● **WORK TO DO**: Print the lines of the data below verbatim, from the line with "Target: camera" up to and including the line with "POLYGON ((105 160, 108", and nothing else.

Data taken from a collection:

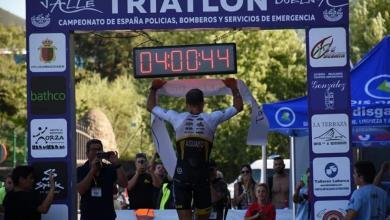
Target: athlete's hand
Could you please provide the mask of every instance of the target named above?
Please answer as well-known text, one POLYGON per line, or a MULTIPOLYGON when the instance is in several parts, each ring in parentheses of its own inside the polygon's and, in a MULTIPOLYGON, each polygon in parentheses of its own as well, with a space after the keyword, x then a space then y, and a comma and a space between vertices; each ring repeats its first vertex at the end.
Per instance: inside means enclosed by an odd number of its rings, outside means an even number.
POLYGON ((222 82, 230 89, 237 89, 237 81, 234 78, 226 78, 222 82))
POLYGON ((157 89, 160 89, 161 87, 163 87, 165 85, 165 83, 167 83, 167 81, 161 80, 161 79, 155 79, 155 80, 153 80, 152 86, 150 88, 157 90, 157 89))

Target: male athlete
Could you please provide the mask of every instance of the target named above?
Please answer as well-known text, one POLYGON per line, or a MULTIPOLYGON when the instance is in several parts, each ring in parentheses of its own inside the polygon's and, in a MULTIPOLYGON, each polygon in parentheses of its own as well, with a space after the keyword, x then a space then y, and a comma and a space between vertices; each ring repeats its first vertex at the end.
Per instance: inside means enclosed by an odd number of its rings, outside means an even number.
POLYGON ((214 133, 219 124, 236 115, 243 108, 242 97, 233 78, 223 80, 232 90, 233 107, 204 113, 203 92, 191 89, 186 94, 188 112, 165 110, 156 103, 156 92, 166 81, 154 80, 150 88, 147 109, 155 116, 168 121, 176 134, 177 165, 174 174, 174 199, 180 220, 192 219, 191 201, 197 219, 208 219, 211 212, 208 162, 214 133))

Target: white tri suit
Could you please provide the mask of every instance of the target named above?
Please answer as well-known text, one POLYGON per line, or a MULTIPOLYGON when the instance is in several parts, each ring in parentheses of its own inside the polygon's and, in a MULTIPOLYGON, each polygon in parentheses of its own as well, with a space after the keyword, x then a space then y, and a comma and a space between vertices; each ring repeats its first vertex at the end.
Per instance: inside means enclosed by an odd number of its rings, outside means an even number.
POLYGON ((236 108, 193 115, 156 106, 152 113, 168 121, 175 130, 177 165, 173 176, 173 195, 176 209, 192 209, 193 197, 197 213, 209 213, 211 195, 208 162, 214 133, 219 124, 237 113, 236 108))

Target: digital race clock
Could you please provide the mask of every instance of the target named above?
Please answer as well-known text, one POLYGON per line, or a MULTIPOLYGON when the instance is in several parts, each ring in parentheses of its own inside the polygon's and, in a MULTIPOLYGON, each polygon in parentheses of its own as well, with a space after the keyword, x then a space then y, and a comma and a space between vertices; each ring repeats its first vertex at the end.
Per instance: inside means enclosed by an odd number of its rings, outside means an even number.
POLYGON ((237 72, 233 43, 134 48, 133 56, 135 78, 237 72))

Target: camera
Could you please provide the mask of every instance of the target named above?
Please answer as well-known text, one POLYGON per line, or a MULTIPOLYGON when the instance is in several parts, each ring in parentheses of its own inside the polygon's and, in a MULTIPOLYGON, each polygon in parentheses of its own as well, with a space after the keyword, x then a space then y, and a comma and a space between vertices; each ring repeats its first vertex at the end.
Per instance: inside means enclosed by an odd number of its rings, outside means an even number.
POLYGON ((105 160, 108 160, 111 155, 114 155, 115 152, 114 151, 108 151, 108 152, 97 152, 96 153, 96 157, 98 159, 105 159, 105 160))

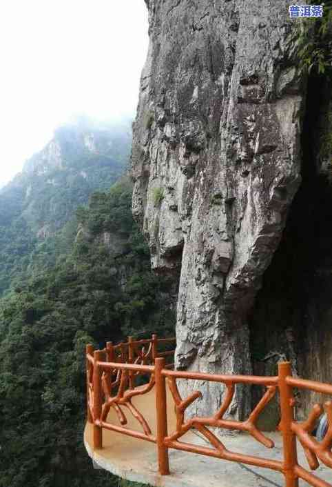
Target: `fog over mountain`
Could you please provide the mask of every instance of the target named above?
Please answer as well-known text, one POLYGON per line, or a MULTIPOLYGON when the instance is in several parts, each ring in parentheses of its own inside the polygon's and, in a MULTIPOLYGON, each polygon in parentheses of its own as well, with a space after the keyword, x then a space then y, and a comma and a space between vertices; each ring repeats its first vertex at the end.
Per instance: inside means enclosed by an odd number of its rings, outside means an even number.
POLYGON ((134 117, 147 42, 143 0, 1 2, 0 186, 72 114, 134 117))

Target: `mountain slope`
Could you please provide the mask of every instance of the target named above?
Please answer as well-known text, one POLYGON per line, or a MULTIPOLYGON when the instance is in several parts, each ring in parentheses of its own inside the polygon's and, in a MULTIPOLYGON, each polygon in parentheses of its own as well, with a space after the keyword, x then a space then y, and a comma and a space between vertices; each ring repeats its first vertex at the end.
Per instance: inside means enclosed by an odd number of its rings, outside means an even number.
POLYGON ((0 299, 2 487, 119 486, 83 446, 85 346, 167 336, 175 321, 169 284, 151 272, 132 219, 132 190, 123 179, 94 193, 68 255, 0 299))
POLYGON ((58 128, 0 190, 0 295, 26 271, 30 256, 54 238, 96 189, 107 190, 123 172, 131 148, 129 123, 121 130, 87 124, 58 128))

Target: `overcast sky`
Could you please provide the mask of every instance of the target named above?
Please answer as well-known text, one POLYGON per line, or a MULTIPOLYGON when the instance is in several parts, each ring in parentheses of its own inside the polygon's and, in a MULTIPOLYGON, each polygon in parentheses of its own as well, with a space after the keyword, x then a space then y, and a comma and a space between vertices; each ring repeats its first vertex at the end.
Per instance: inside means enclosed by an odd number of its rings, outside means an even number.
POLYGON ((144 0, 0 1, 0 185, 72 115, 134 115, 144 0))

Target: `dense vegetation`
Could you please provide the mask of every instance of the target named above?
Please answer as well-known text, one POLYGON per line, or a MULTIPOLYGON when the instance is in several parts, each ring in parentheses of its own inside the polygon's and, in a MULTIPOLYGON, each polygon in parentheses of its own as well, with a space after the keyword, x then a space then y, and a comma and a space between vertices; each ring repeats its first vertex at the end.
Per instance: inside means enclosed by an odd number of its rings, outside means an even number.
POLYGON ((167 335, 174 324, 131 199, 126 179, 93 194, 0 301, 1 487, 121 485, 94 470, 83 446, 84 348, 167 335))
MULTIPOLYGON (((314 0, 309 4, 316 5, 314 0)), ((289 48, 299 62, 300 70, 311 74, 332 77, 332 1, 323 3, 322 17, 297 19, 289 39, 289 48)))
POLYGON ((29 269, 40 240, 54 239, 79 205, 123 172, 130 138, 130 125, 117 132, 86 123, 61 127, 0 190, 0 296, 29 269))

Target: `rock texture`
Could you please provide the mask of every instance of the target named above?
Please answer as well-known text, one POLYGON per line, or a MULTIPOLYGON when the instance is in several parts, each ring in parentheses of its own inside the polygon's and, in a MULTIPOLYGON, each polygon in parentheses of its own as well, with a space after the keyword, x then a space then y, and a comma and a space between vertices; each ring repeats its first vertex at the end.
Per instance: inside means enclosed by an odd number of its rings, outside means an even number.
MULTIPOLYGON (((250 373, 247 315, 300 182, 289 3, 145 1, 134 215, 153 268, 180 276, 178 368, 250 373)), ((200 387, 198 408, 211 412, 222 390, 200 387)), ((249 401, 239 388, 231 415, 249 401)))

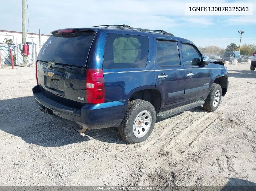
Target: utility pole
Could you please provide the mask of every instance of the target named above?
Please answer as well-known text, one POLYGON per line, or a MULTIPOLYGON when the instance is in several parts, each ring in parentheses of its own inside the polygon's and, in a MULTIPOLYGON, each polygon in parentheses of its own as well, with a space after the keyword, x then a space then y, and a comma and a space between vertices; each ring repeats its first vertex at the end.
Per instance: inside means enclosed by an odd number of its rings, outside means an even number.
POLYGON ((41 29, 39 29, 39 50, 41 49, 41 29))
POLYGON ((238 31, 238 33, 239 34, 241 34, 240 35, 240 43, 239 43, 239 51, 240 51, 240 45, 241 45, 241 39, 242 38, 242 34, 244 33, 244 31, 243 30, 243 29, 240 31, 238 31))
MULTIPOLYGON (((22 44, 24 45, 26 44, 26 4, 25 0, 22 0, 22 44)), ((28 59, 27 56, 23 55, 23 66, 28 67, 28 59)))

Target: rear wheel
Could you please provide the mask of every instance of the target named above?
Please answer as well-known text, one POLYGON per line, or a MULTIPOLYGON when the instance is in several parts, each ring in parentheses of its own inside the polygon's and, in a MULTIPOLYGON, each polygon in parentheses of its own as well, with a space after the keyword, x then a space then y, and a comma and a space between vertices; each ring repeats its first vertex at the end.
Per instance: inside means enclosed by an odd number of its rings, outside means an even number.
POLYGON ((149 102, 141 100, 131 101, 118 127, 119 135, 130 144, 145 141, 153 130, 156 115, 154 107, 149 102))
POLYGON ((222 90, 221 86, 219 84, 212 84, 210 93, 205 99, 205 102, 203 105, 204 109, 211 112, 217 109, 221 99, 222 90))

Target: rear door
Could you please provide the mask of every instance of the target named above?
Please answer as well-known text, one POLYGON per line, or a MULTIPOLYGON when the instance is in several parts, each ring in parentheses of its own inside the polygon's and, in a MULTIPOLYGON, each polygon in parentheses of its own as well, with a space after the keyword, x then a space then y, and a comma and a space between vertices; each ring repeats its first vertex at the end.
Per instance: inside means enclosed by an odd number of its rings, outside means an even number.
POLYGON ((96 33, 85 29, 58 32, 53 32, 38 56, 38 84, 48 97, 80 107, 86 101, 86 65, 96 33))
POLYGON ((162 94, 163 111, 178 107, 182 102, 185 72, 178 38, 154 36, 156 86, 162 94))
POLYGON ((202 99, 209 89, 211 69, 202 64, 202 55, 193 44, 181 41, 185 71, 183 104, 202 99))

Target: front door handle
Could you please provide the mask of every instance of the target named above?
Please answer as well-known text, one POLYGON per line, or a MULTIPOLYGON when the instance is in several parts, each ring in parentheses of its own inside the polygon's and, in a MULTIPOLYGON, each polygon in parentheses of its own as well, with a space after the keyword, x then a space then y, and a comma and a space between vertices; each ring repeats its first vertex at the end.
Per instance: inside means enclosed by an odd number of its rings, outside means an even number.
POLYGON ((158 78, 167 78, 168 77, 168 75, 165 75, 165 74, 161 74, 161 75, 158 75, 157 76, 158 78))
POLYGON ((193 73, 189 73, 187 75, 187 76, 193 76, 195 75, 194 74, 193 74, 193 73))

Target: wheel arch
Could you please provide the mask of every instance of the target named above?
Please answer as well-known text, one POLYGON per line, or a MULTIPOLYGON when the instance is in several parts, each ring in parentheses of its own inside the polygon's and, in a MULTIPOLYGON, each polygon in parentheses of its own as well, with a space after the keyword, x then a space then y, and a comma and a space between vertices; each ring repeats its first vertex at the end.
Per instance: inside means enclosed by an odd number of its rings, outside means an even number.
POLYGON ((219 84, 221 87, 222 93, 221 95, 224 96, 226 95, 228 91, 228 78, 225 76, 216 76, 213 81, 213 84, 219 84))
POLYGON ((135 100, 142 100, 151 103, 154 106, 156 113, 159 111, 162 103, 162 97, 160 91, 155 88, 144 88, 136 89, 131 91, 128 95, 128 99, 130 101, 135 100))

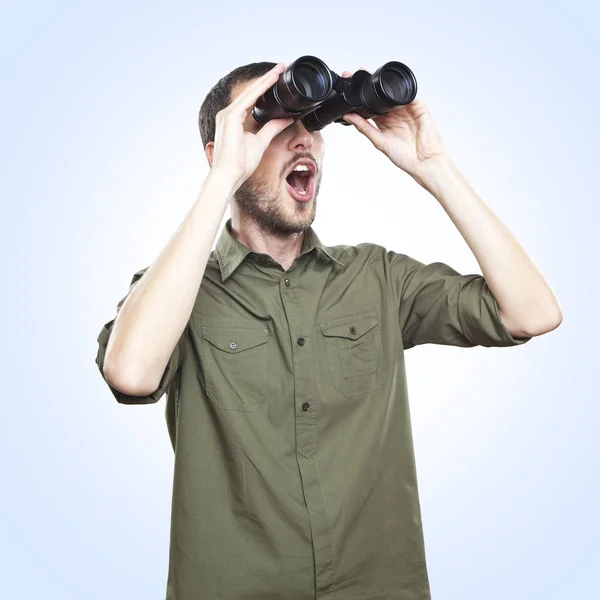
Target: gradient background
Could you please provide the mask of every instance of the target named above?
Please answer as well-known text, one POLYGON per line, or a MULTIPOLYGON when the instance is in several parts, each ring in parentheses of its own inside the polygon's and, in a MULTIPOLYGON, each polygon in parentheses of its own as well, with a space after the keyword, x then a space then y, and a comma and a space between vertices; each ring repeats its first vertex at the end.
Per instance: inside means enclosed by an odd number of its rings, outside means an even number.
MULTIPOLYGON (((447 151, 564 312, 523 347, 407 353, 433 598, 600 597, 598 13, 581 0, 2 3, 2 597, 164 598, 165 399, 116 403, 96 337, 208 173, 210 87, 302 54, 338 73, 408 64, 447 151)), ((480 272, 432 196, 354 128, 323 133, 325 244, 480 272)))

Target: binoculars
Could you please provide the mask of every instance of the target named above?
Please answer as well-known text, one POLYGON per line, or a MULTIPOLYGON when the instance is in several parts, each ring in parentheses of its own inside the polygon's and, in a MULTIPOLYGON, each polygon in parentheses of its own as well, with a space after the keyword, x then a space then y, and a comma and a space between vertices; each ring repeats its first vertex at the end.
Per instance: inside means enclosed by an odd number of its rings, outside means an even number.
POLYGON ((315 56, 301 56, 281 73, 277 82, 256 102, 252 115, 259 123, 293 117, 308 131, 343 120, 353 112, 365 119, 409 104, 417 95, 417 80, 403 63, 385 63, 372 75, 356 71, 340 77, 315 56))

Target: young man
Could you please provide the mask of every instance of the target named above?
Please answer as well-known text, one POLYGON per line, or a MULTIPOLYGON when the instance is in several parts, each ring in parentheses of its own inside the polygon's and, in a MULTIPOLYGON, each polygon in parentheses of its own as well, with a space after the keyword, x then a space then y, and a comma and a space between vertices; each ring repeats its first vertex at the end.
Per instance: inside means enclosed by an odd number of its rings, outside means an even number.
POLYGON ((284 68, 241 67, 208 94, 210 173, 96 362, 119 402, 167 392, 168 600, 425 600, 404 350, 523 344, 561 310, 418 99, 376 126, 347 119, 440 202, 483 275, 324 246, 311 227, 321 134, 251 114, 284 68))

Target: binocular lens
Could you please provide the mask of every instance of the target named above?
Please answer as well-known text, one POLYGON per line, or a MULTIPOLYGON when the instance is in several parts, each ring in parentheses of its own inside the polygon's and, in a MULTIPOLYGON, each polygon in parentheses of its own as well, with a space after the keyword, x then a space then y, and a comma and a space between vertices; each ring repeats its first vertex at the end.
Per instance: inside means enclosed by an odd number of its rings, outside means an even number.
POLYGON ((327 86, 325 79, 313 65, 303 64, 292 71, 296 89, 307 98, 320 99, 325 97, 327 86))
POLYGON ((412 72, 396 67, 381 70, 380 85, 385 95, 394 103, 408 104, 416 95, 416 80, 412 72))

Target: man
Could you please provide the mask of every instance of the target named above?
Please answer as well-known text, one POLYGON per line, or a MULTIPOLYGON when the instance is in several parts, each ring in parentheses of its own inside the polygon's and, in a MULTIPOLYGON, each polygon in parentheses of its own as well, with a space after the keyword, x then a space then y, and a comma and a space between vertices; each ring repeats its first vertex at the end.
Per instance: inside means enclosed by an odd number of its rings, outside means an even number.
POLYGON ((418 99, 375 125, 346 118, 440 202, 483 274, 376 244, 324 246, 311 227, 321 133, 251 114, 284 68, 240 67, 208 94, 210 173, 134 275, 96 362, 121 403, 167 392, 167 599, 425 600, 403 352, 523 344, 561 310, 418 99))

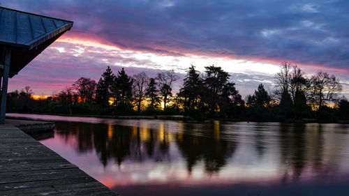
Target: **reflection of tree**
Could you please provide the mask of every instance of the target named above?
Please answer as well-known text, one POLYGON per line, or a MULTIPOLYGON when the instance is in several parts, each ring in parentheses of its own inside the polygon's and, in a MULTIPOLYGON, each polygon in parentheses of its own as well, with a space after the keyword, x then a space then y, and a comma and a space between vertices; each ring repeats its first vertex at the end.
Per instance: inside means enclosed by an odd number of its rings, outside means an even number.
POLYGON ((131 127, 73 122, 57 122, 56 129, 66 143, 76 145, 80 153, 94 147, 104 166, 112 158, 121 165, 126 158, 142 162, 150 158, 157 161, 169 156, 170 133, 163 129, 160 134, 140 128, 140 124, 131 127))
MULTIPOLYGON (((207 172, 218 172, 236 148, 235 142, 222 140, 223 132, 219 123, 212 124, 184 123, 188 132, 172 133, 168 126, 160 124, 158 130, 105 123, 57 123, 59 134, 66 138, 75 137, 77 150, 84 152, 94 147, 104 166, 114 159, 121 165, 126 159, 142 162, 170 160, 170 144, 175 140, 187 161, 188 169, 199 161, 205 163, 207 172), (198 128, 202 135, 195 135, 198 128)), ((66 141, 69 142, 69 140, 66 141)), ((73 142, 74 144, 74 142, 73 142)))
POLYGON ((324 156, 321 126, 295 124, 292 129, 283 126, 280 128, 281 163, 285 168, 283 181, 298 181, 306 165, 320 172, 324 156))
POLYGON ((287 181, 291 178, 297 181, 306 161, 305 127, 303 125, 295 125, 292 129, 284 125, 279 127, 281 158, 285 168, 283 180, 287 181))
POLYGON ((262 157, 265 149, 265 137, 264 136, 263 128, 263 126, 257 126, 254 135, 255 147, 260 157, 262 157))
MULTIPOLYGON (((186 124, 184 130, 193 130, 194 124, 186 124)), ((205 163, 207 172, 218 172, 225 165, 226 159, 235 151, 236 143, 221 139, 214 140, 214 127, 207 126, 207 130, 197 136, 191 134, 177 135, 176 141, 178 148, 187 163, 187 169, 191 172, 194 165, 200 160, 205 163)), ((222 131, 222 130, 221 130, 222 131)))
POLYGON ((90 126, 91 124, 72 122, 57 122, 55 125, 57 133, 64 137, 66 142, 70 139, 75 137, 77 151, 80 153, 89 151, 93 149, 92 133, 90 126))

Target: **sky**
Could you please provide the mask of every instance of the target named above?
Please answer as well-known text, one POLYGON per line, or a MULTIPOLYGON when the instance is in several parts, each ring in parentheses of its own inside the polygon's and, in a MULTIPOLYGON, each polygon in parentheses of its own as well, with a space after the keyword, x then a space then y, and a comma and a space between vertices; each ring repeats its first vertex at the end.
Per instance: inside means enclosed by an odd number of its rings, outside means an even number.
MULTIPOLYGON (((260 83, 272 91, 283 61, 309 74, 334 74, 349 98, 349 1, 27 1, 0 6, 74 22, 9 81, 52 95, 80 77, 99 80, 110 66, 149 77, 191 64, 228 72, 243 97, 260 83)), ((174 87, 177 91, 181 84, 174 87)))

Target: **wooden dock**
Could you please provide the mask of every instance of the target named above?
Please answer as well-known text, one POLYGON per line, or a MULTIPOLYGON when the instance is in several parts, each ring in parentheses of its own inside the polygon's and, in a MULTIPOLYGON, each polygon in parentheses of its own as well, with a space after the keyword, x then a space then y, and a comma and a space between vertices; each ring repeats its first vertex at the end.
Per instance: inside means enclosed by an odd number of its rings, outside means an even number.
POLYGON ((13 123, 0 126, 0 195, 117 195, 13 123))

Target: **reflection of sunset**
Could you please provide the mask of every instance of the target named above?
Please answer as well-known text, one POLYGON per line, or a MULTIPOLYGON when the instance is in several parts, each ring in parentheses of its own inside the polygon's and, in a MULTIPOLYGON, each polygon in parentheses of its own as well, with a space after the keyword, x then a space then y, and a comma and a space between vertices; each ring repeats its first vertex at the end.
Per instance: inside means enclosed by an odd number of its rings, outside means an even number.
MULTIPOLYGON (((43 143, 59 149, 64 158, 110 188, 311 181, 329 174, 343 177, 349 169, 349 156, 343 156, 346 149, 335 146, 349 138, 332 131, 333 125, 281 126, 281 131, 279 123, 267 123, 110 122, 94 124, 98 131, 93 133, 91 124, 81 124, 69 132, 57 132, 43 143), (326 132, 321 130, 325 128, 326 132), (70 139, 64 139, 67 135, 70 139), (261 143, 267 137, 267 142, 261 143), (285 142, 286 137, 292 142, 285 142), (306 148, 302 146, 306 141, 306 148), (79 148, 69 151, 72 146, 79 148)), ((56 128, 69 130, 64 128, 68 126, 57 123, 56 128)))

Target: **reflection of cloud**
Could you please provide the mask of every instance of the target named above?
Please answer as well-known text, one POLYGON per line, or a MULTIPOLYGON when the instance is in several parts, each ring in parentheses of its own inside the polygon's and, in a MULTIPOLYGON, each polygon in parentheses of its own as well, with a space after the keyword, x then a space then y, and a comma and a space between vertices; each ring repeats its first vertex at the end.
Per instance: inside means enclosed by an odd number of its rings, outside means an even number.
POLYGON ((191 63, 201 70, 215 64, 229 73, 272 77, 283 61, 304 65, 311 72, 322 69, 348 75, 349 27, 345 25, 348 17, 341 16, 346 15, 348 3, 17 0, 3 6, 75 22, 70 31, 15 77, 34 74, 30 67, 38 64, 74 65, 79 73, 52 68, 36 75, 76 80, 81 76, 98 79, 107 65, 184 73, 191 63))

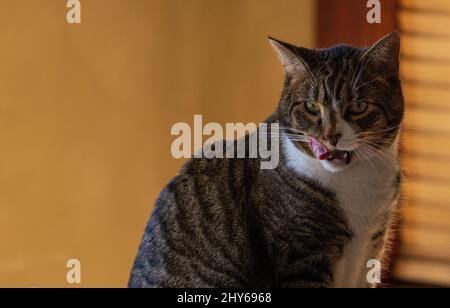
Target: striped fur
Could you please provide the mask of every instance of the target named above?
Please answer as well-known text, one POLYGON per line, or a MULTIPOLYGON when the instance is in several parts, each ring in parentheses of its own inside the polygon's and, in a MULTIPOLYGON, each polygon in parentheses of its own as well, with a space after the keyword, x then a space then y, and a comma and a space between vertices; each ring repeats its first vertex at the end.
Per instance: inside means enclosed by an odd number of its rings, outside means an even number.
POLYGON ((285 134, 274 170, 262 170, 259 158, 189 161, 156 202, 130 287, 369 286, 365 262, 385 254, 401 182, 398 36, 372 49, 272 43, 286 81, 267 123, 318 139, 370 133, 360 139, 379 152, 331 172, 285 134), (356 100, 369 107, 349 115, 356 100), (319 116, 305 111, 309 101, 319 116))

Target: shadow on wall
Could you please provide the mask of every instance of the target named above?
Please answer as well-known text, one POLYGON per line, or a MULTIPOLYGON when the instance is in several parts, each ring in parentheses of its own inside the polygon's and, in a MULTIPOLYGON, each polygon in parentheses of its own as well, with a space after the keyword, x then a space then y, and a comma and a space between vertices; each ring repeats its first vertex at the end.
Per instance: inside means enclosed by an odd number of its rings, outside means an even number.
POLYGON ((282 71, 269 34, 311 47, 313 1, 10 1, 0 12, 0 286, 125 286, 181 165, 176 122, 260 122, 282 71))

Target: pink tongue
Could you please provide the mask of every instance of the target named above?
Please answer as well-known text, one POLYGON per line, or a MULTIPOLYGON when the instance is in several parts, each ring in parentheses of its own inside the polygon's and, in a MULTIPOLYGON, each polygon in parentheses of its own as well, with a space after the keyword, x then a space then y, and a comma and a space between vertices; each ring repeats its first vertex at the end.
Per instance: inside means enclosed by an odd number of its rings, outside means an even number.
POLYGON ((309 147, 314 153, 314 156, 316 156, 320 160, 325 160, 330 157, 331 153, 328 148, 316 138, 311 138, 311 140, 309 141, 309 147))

● **RESULT OF THE TASK**:
Target: camera
Could you please provide the mask of every instance of the target named above?
Please answer as well-known text, one POLYGON per line, or a MULTIPOLYGON when the instance is in several parts, each ring in parentheses of its own inside the polygon's and, in a MULTIPOLYGON, each polygon in parentheses of its own as well, with a space after the keyword, x then a space then y, and a comma and a space between vertices; each ring repeats its first vertex at the end.
Per instance: inside means enclosed by an odd number of its rings, outside means an even number.
POLYGON ((105 160, 108 160, 111 155, 114 155, 115 152, 114 151, 108 151, 108 152, 97 152, 96 153, 96 157, 98 159, 105 159, 105 160))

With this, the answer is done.